机器学习实战——k-近邻算法（代码）

from numpy import *
import operator
import os

# 创建一个数据集，用于测试
def createDataset():
    group = array([[1.0, 1.1], [1.0, 1.0], [0, 0], [0, 0.1]])
    labels = ['A', 'A', 'B', 'B']
    return group, labels

# k近邻算法
def classifier0(inX, dataset, labels, k):
    datasetSize = dataset.shape[0]
    diffMat = tile(inX, (datasetSize, 1)) - dataset
    distance = ((diffMat**2).sum(axis=1))**0.5
    sortedDistIndicies = distance.argsort()
    classcount = {}
    for i in range(k):
        voteILabel = labels[sortedDistIndicies[i]]
        classcount[voteILabel] = classcount.get(voteILabel, 0) + 1
    sortedClassCount = sorted(classcount.items(), key=operator.itemgetter(1), reverse=True)
    return sortedClassCount[0][0]

# 相关函数说明
# tile(A,(m,n))，将数组A在行上重复m次、在列上重复n次，构成一个新的数组
# numpy.argsort()，返回数组值从小到大的索引值
# dict.get(key, default=None),返回指定键的值，如果值不在字典中返回默认值None
# sorted(iterable[, cmp[, key[, reverse]]])
# iterable可迭代对象。
# cmp比较的函数，这个具有两个参数，参数的值都是从可迭代对象中取出，大于则返回1，小于则返回-1，等于则返回0。
# key主要是用来进行比较的元素，只有一个参数，取自于可迭代对象中，指定可迭代对象中的一个元素来进行排序。
# reverse排序规则，True降序，False升序（默认）

# 测试
# group, labels = createDataset()
# clf = classifier0([0, 0], group, labels, 3)
# print(clf)

# 【实例】Hellen约会对象分类--导入数据
def file2matrix(filenname):
    lines = open(filenname).readlines()
    num = len(lines)
    returnMat = zeros((num, 3))
    classLabelVector = []
    index = 0
    for line in lines:
        returnMat[index, :] = line.strip().split('\t')[0:3]
        classLabelVector.append(int(line.strip().split('\t')[-1]))
        index += 1
    return returnMat, classLabelVector


# 数据分析--可视化
# filename = 'D:/2. 数据分析/机器学习实战/machinelearninginaction/Ch02/datingTestSet2.txt'
# datingMat, datingLabels = file2matrix(filename)
# print(datingMat)
# print(datingLabels)
# import matplotlib.pyplot as plt
# plt.figure().add_subplot(111).scatter(datingMat[:, 1], datingMat[:, 2])
# plt.show()

# 相关函数说明
# add_subplot(349)
# 参数349：将画布分割成3行4列，图像画在从左到右从上到下的第9块
# 3410是不行的，可以用另一种方式，(3,4,10)

# 数据归一化处理
def autoNorm(dataset):
    minVals = dataset.min(0)
    maxVals = dataset.max(0)
    ranges = maxVals - minVals
    normDataset = zeros(shape(dataset))
    m = dataset.shape[0]
    normDataset = dataset - tile(minVals, (m, 1))
    normDataset = normDataset/tile(ranges, (m, 1))
    return normDataset, ranges, minVals

# 测试分类器效果
def datingClassTest():
    hoRatio = 0.10
    datingMat, datingLabels = file2matrix('D:/2. 数据分析/机器学习实战/machinelearninginaction/Ch02/datingTestSet2.txt')
    normMat, ranges, minVal = autoNorm(datingMat)
    m = normMat.shape[0]
    numTestVecs = int(m*hoRatio)

....................

(任务目标 A)
用两句话概括k-近邻算法代码的内容。
(任务目标 B)
对照k-近邻算法代码，判断下列说法是否成立，并逐条引用原文中的决定性语句：(i) numpy.argsort()返回数组值从大到小的索引值；(ii) sorted中的reverse默认按升序排序；(iii) add_subplot可以直接使用参数3410。
(任务目标 C)
从k-近邻算法代码的最后一行之后接着续写。

(分割数据集中的数据行)
....................

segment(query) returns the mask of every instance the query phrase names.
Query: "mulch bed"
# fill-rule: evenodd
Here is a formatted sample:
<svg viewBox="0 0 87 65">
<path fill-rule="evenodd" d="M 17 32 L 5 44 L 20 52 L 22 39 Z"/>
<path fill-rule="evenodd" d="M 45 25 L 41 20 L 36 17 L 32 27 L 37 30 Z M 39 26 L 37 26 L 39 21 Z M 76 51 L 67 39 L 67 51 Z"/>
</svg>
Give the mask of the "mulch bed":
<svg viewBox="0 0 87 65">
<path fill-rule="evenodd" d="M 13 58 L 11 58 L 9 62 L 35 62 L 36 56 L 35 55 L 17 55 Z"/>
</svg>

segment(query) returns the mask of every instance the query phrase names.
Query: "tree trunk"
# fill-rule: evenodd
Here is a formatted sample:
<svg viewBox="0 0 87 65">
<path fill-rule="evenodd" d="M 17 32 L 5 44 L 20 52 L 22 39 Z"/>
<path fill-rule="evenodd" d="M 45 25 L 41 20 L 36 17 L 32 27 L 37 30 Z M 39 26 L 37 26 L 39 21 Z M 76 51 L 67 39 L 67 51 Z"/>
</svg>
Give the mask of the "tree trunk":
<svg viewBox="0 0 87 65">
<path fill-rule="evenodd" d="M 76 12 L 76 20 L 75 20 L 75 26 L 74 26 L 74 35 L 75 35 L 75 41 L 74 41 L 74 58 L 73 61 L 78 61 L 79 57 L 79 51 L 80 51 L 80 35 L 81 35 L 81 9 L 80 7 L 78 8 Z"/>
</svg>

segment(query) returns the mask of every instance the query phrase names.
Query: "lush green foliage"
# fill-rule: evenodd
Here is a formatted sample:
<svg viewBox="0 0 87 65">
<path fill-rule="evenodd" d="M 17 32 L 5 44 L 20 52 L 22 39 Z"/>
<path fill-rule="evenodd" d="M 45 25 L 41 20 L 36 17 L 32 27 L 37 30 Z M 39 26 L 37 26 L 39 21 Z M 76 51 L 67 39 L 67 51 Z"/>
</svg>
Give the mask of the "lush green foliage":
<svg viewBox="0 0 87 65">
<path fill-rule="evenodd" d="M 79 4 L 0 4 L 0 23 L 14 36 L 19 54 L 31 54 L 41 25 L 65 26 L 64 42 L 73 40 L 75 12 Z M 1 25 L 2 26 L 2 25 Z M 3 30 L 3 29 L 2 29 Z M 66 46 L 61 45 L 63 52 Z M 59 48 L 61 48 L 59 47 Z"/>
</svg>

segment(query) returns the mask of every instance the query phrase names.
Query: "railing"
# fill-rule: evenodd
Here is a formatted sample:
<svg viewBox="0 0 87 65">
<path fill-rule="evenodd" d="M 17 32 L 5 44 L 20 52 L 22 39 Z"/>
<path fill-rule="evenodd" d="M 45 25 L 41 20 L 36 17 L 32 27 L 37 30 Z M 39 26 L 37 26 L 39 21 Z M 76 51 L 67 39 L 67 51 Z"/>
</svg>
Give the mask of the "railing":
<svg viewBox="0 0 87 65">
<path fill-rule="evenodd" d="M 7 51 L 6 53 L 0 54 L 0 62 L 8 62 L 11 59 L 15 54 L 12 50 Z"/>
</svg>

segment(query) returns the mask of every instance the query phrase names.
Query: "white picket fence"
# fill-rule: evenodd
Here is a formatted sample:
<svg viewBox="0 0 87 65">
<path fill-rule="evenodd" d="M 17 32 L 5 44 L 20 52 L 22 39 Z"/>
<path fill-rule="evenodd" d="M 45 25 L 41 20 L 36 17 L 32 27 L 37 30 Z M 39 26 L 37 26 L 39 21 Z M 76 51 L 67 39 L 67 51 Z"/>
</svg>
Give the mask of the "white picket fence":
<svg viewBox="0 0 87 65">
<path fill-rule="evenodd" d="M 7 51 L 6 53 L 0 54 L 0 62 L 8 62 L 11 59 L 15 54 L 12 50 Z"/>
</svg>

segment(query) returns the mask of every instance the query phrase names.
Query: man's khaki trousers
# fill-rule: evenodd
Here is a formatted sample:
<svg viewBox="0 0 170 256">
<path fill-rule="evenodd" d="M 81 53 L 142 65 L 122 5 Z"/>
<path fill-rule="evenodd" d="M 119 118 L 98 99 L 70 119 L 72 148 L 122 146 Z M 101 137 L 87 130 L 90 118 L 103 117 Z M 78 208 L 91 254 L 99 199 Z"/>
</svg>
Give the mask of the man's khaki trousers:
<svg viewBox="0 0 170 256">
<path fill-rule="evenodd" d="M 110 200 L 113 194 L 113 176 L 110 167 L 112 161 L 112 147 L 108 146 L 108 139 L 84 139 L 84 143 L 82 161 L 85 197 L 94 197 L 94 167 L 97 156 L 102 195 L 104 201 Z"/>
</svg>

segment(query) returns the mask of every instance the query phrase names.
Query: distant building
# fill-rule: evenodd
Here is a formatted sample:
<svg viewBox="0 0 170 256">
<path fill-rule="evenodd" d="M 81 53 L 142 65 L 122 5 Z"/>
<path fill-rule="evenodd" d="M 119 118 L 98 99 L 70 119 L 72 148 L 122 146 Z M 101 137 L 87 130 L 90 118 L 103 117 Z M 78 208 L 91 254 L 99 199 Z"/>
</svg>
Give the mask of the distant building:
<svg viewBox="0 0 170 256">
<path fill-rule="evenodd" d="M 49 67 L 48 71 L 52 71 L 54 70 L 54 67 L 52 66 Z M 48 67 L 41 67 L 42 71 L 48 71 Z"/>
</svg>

....................

(练习答案 A)
该代码创建了一个用于测试的小数据集，实现了k近邻分类函数，并说明了tile、argsort、dict.get和sorted等函数的用法。随后以Hellen约会对象分类为实例，给出了从文件导入数据、可视化、数据归一化的代码，并开始编写测试分类器效果的函数。

(练习答案 B)
(i) 否。"返回数组值从小到大的索引值"
(ii) 是。"reverse排序规则，True降序，False升序（默认）"
(iii) 否。"3410是不行的，可以用另一种方式，(3,4,10)"

(练习答案 C)
    errorCount = 0.0
    for i in range(numTestVecs):
        clf = classifier0(normMat[i, :], normMat[numTestVecs:m, :], datingLabels[numTestVecs:m], 3)
        print('the classifier came back with: %d, the real answer is: %d' % (clf, datingLabels[i]))
        if clf != datingLabels[i]:
            errorCount += 1
    print('the total error rate is %f' % (errorCount/float(numTestVecs)))

# datingClassTest()
# the total error rate is 0.050000

# 帮助Hellen对一个新约会对象进行分类
def classifyPerson():
    results = ['not at all', 'is small doses', 'is large doses']
    percentTat = float(input('percentage of time spent playing cideo games?'))
    ffMiles = float(input('frequent flier miles earned per year'))
    iceCream = float(input('liters of ice cream consumed per year'))
    datingMat, datingLabel = file2matrix('D:/2. 数据分析/机器学习实战/machinelearninginaction/Ch02/datingTestSet2.txt')
    normMat, ranges, minVal = autoNorm(datingMat)
    inArr = array([ffMiles, percentTat, iceCream])
    clf = classifier0((inArr-minVal)/ranges, normMat, datingLabel, 3)
    print('you will probably like this person', results[clf-1])

# 【实例】手写数字识别
# 第一次编写的导入数据代码，模型错误率特别高，the error rate is: 0.821353
# def img2vector(filename):
#     returnVect = zeros((1, 1024))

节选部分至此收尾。